**REQUIREMENTS**
Reproduce the lines from the one containing "For every instance of the round" through the end of the records, swapping "trampoline" for "swing set" and leaving everything else unchanged.

─── RECORDS FOR THE TASK ───

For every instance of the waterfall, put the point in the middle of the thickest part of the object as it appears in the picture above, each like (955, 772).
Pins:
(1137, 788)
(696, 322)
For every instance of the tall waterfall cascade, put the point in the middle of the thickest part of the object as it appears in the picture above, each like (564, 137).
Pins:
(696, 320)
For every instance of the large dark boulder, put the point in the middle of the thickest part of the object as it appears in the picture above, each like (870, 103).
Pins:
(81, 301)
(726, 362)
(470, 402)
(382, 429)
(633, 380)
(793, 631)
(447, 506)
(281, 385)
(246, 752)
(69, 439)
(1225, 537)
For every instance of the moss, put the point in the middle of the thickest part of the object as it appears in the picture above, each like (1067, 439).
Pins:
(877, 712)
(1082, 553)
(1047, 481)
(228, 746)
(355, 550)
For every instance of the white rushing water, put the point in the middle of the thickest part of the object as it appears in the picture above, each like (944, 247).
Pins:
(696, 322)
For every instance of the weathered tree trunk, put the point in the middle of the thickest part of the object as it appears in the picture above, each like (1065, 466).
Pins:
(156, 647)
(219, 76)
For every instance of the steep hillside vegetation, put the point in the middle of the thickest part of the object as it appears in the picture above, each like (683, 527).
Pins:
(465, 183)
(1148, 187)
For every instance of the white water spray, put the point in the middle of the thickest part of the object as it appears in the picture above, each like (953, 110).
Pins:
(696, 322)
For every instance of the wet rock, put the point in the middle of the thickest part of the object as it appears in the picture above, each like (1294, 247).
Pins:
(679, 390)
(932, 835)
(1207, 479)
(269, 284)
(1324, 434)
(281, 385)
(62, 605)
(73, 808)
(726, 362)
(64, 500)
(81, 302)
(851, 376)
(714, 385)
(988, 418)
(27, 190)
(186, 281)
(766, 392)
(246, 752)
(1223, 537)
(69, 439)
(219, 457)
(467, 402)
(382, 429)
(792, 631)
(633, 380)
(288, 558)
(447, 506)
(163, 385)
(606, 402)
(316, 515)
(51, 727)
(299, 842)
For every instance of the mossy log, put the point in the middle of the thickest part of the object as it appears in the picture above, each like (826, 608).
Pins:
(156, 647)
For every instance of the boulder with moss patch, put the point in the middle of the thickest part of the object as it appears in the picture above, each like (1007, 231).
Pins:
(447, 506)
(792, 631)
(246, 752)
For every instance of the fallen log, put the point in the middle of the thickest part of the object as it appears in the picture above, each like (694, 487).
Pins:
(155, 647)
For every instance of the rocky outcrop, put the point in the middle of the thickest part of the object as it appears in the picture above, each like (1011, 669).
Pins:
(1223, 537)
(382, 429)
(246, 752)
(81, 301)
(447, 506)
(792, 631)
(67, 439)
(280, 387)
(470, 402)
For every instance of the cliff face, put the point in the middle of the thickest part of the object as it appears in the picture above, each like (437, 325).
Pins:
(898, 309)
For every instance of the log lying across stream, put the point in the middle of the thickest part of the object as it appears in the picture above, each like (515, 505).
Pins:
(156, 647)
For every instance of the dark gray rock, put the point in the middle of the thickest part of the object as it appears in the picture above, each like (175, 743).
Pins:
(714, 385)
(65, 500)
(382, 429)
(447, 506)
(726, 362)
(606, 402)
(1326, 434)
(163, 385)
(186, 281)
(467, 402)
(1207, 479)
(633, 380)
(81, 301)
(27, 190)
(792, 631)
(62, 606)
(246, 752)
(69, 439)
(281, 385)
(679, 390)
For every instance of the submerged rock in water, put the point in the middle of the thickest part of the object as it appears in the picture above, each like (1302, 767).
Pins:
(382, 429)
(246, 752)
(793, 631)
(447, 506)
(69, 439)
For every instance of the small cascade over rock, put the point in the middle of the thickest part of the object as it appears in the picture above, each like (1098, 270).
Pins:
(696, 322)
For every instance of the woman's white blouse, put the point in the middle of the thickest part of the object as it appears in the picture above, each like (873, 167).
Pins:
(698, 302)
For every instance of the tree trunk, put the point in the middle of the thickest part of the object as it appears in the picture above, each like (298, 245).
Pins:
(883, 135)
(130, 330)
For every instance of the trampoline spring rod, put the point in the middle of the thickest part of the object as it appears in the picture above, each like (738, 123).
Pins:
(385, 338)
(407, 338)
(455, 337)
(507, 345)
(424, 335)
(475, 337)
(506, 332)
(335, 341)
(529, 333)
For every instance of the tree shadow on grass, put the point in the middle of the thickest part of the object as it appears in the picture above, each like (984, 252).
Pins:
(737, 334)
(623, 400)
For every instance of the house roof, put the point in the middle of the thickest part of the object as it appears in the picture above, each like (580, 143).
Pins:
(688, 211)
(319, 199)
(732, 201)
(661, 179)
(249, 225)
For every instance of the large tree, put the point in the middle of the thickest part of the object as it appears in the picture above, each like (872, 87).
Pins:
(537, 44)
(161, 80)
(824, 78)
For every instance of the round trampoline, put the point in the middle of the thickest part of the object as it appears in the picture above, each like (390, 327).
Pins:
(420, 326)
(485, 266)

───

**RESULT OF THE EXERCISE**
For every instance of the round swing set, put the point in the middle of the thickest part of the object as it appears in the picture above, each like (390, 327).
Pins:
(420, 326)
(485, 266)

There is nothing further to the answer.